Pull out every line in the data below that contains the string "wing", and treat uppercase and lowercase letters as different.
* Start *
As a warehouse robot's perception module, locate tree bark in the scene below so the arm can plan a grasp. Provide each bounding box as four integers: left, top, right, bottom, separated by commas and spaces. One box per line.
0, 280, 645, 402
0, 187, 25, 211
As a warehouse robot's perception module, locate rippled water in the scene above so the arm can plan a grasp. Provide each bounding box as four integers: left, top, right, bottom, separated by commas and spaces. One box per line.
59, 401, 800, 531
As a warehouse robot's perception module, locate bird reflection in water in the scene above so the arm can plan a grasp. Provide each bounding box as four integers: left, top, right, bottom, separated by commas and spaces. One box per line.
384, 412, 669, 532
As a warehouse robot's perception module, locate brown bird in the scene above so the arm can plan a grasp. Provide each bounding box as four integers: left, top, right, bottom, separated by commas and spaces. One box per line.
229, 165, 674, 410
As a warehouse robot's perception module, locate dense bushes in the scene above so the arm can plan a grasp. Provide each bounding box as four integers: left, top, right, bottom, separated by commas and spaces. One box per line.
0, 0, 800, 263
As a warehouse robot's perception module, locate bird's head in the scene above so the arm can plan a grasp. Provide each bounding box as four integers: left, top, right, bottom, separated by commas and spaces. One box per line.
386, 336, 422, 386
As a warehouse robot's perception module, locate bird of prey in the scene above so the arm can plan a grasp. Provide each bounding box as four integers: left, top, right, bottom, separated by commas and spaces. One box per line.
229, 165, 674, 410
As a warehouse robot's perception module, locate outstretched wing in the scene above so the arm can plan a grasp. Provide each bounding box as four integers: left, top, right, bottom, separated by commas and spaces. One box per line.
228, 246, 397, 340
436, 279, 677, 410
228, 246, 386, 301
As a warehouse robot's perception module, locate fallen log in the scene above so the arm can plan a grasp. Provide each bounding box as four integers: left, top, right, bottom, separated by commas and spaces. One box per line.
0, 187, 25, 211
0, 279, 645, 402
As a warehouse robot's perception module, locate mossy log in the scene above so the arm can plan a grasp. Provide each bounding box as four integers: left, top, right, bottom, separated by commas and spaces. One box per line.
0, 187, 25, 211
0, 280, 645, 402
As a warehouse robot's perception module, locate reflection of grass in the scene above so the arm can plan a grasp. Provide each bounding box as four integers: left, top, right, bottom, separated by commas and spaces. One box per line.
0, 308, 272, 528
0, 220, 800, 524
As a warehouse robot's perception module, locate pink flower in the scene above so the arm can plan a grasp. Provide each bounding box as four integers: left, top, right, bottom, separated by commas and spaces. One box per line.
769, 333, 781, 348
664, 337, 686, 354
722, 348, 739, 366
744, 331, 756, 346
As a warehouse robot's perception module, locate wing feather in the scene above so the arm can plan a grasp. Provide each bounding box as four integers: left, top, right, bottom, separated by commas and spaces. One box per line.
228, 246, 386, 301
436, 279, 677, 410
* End *
▸ **TASK RESULT**:
As a warehouse robot's perception module, locate outstretched wing in the scene above so the arm can plan a grasp. Provide each bounding box as four integers: left, top, right, bottom, separated by commas and spaces. One box per line.
As a warehouse robot's perception module, locate wing feather in the scene above so the arm can plan a grasp. Provide each bounding box as four integers: left, top, right, bottom, separated by commas and spaces. One box per line.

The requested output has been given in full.